Winter Meeting Notes

  • People: Risa, Phil, David.
  • Date: 2017/04/17
  • Major Theme:
    • Make model/data/parameters more interesting/relevant for the community. How to best achieve that?
  • Assortment of Notes from beggining of meeting:

    • Photometric more relevant than spectroscopic.
    • Would be given: central_id, redshift, observed luminosity.
    • Cori, Knight's Landing machine.
    • Could swap CLF to one that applies to both centrals and satellites.
  • Notes on future direction:

    • Centrals and total accuracy (main result for desc note).
    • Explore satellite relation.
    • Run on Knight's landing.
  • More Discussion Notes:

    • 3d dark matter density, $P(L_c| M, z, d)$ where $d$ is distance to nearest cluster.
      • might need to go to 1 million objects.
    • Shapes of galaxies in different parts of halos 'galaxy environments' in 3d mass map.
    • Can we tie to assembly bias?
    • (A lot of talk about scaling relation M, mass mapping)
    • Could push the scatter S(M) down to low mass.
      • might not have enough constraining info in our model.
    • Risa mentioned relationship between:
      • halo mass
      • galaxy number density
      • galaxy luminosity

Back of the Envelope Numbers

  • Number of halos in the field of view: 115919
  • Number of samples per halo: 100
  • Total number of integrations in one likelihood calculations: $2 \times 115919 = 231838$
  • Performance (c++ on Mac laptop, Apple LLVM version 8.0.0 (clang-800.0.42.1), 2.4 GHz Intel Core i5, 8 GB 1600 MHz DDR3): $$\frac{375 \text{ seconds}}{50 \text{ likelihoods}} \approx ~7 \text{ seconds / likelihood}$$ cpu bound $\implies$ will scale close to linearly with number of cores (might also see big boost from gpu since primarily vectorized sequences of math operations)
  • Assuming we would require around 10,000 simple monte carlo hyperparameter samples, and we can utilize 1,000 cores (500 16-core nodes) through MPI and OpenMP then the computation should take approximately 1 minute: $$\left(\frac{10,000\text{ samples}}{1,000 \text{ cores}}\right) \left(\frac{7 \text{ seconds}}{\text{sample}}\right) = 70 \text{ seconds/core} \approx 1 \text{ minute}$$
  • Doing MCMC would inhibit the capacity for parallelization, might be a lot slower. Doing MCMC on my laptop (utilizing dual-core) would take about 10 hours: $$\frac{10,000 \text{ samples} \cdot 7 \text{ seconds}}{2 \text{cores}} = 35,000 \text{ seconds} \approx 10 \text{ hours}$$

Miscellaneous

  • Is there anything else we should be doing in terms of LSST or DESC membership?
  • David will be out of town next Friday June 30th, but available the rest of the week.
  • Longer term investments in high performance computing, cosmology, gravitational lensing.

Aim A
According to the meeting notes, how many halos are in the field of view?

Supplied records

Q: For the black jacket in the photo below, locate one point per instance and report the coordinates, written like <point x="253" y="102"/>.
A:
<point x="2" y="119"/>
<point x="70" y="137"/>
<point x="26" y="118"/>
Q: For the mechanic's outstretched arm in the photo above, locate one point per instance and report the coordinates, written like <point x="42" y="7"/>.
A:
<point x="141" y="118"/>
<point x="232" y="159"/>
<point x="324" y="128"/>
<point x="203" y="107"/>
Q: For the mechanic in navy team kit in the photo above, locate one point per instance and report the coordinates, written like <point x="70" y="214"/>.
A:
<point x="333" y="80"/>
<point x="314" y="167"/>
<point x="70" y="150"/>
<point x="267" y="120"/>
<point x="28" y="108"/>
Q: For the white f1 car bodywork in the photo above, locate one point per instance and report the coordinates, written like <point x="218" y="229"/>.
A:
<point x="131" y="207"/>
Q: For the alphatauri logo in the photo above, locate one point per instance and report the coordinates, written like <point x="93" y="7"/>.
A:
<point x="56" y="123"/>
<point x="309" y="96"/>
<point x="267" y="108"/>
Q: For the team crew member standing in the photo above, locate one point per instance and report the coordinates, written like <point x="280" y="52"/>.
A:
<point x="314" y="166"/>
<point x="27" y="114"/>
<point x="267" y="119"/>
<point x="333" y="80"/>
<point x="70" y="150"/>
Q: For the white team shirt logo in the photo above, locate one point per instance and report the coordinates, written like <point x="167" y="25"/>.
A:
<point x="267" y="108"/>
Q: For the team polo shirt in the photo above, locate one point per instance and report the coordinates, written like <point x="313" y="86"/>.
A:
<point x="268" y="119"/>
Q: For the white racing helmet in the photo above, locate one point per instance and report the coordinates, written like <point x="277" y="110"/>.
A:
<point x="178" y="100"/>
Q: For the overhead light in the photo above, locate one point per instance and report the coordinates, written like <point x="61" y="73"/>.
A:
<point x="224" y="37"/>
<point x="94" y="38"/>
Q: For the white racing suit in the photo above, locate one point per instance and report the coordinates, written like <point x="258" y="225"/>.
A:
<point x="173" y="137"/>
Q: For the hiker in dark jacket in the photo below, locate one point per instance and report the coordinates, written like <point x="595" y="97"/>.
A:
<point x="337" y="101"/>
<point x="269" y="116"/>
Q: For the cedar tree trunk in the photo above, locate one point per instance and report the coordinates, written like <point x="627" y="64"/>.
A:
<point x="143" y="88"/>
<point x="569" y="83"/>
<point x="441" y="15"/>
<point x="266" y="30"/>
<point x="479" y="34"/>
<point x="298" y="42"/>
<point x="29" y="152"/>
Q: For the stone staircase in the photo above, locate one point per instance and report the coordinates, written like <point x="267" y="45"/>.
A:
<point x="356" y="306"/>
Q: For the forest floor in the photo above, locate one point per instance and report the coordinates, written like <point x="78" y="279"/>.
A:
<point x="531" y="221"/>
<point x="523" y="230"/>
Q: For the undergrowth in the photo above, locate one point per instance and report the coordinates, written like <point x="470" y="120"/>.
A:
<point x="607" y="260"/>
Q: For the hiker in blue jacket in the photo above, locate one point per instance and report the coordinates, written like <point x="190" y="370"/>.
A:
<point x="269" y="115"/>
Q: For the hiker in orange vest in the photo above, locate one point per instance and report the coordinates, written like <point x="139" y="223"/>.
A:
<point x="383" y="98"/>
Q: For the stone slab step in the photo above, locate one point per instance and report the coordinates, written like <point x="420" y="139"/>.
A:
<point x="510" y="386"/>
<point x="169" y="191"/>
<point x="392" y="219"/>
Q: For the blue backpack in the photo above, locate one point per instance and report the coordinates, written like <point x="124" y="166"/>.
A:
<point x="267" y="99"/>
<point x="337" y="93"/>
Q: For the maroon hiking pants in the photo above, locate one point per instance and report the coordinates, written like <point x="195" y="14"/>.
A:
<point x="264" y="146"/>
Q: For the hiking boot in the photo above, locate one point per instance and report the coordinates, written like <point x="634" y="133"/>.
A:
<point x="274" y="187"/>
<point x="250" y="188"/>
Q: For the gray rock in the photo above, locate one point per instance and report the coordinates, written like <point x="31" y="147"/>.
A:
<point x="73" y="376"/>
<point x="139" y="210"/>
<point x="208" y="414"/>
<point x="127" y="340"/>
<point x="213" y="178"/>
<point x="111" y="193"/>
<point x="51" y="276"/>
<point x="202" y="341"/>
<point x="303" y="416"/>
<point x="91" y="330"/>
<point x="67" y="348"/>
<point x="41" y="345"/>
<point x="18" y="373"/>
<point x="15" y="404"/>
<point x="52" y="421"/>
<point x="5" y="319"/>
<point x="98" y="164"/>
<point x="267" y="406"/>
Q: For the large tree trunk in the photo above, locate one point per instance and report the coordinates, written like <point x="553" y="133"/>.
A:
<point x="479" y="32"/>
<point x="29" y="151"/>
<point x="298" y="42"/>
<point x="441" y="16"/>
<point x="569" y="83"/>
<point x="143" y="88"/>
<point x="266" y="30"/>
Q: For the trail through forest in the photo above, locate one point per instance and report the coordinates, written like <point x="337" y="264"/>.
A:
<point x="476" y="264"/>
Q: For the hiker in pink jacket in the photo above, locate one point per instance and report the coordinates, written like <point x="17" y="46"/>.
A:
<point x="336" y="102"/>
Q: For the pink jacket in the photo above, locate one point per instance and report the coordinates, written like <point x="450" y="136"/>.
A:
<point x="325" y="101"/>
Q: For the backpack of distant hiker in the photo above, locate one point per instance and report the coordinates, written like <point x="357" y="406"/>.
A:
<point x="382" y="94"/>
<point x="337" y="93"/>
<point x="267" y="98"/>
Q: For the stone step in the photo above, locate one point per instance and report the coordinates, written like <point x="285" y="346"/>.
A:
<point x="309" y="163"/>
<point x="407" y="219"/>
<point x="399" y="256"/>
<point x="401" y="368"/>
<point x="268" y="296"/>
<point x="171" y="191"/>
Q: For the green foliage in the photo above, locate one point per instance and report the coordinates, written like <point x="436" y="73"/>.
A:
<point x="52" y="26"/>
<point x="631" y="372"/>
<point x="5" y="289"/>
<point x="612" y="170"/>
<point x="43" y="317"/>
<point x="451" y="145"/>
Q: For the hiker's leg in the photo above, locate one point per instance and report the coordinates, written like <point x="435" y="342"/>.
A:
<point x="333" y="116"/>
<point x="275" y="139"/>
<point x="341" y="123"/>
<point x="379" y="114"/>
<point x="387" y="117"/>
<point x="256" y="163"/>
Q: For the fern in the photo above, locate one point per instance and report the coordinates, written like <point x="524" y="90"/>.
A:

Aim B
Select every line of the records that contains the string "hiking". Case counts.

Task answer A
115919

Task answer B
Q: For the maroon hiking pants in the photo above, locate one point per instance and report the coordinates, written like <point x="195" y="14"/>.
Q: For the hiking boot in the photo above, locate one point per instance and report the coordinates, written like <point x="634" y="133"/>.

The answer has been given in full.